STUDY QUESTIONS:
A – According to the news story about Clayton State University's interim president, what position did Hynes hold at the University of West Georgia before arriving at Clayton State?
B – Extend the news story about Clayton State University's interim president past its final sentence.

SOURCE TEXT:
========
Hynes to focus on growing, promoting CSU

By Curt Yeomans


Clayton State University Interim President Thomas J. Hynes pitched everything about his new school -- from the arts and academics, to athletics -- during a meeting Thursday with business and education leaders from across Clayton County.

Spivey Hall is "the premier site of music in the South," Hynes said at the Clayton County Chamber of Commerce's monthly Early Bird Breakfast, and he described as "darn near good," the university's athletics department.

"Clayton State's mission will be to strive to become the premier, comprehensive metropolitan university in the South," he declared.

Hynes said the university community needs to develop plans to continue recent growth, and it needs to work with the broader community that exists beyond the wrought iron fence that surrounds the school's Morrow campus to promote "Clayton State's story."

Hynes, who was provost at the University of West Georgia, began his tenure as Clayton State's interim leader on May 18. He replaces former President Thomas K. Harden, who left the university earlier this month to take a similar position at the University of Wisconsin-Green Bay.

Hynes comes to Clayton State with experience as a temporary university leader. He served as West Georgia's interim leader twice. The first time was during the 1999-2000 school year, and the second, during 2006-2007.

Hynes said the university needs to put its energies into creating a strategic plan that looks at ways to continue raising enrollment, as well as Clayton State's public profile. His task, he said, is to continue the growth that has taken place at the school where enrollment has grown by roughly 2,000 students in the last decade. Graduate-level education was established in that same time period. "I think there are exceptional stories here, and we must have those stories shared with the public," he said.

While Hynes is leading CSU, officials in the University System of Georgia are working to find a permanent leader for the school. University System of Georgia Board of Regents member Allen Vigil said he and the other regents are scheduled to meet later this summer to begin discussions on a timeline and procedures for the Clayton State search. He said regents may begin those discussion at either their August or September meetings.
========
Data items
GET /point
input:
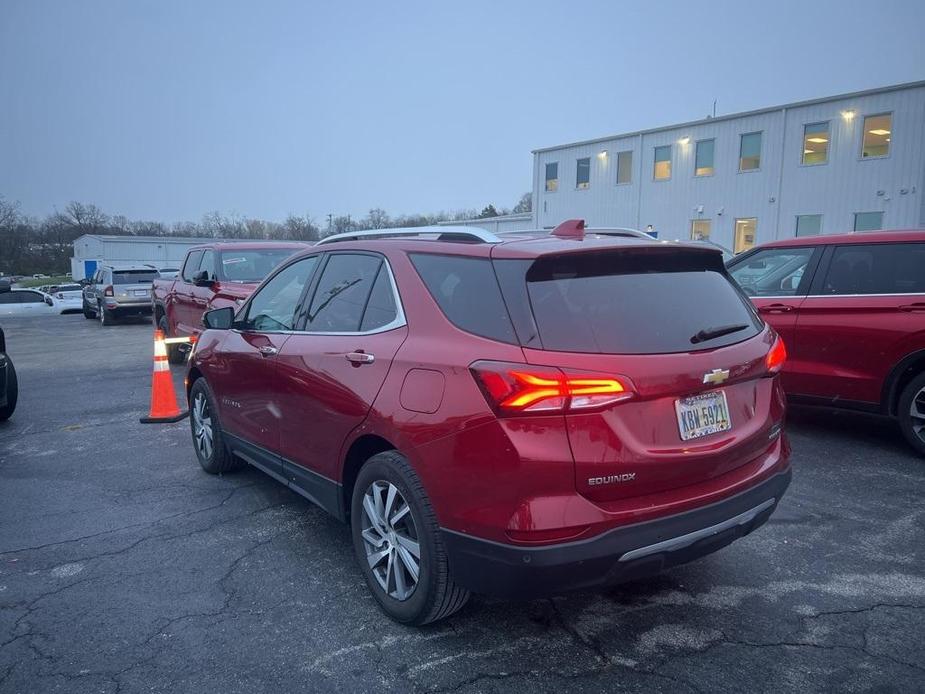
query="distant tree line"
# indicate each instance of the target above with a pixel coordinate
(30, 245)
========
ANSWERS FOR THIS EXERCISE:
A – He was provost at the University of West Georgia.

B –
"We've got to find the right person, because Clayton State is very important to the university system," Vigil said. "Whatever time it takes, we'll make sure we have the right fit for this university."

Vigil said the regents may wait until December of this year, or January 2010 to assemble the Clayton State presidential search committee, so Hynes has an opportunity to lead the school and help it grow.

"That's why we've got him [Hynes] in place to lead the university," Vigil said. "The main thing is to lead the university forward, and he's got a lot of experience to bring to Clayton State."

University System Spokesman John Millsaps said in recent years it has typically taken the university system four to seven months to complete a presidential search. That is after the search committee is named, Millsaps added.

If that timeline begins at the end of 2009, Clayton State could be close to wrapping up, or may be finished with, the 2009-2010 school year before the university's next permanent president is chosen.

Clayton State is one of three schools for which the university system is currently seeking a new leader, Millsaps said. Searches are underway at Georgia Southern University, and the Augusta-based Medical College of Georgia.